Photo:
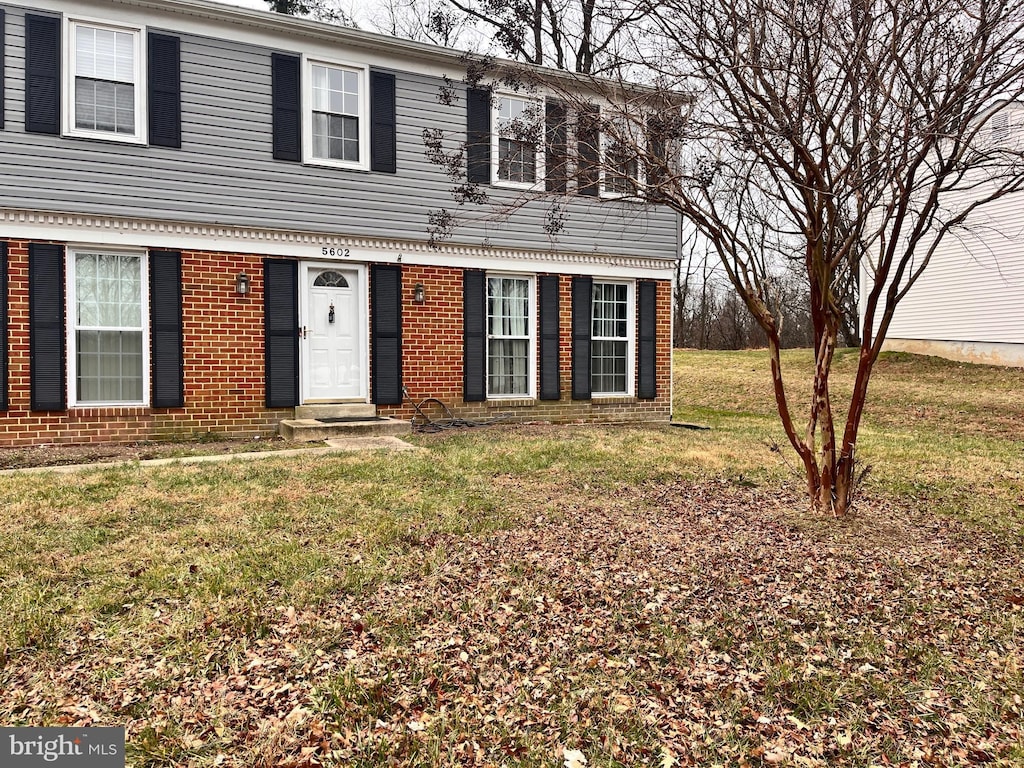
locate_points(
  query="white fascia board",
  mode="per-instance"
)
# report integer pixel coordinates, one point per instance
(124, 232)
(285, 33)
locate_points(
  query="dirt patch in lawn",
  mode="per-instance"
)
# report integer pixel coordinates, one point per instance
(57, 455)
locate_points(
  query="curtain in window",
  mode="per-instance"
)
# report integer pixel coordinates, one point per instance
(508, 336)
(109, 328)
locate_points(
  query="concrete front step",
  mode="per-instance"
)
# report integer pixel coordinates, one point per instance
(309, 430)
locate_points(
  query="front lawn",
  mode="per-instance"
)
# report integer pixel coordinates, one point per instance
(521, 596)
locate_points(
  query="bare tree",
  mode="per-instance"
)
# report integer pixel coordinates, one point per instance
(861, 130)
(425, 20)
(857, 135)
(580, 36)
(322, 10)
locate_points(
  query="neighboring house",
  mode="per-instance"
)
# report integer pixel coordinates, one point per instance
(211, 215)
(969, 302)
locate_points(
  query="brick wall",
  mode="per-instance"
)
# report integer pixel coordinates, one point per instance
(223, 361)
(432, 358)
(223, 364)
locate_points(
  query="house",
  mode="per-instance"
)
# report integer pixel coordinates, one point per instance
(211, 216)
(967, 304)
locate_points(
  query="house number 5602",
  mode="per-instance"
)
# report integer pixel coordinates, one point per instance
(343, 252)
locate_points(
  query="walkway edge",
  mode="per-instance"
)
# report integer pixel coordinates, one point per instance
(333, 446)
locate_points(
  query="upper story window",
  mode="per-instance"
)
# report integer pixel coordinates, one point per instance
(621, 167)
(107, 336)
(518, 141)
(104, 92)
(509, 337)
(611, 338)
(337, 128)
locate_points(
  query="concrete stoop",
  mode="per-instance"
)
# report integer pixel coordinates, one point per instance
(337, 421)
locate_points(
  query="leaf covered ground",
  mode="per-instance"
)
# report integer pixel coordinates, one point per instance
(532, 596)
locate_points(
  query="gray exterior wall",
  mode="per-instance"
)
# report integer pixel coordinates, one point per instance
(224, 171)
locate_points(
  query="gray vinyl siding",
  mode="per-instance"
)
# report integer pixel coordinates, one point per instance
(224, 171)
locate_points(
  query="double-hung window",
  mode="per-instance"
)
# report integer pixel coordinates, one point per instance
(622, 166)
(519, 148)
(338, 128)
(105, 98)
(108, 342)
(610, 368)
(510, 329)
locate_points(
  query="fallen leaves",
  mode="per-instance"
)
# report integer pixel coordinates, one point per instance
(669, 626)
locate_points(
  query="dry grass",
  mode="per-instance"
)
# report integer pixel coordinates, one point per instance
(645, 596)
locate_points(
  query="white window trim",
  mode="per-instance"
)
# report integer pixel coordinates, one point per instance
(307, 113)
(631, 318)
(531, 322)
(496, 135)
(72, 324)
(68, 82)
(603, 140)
#####
BRIEF:
Copy out each line in the preceding records that contains "lawn".

SOLUTION TO THIS PROBLEM:
  query="dirt patch in lawn",
  query="front lawn",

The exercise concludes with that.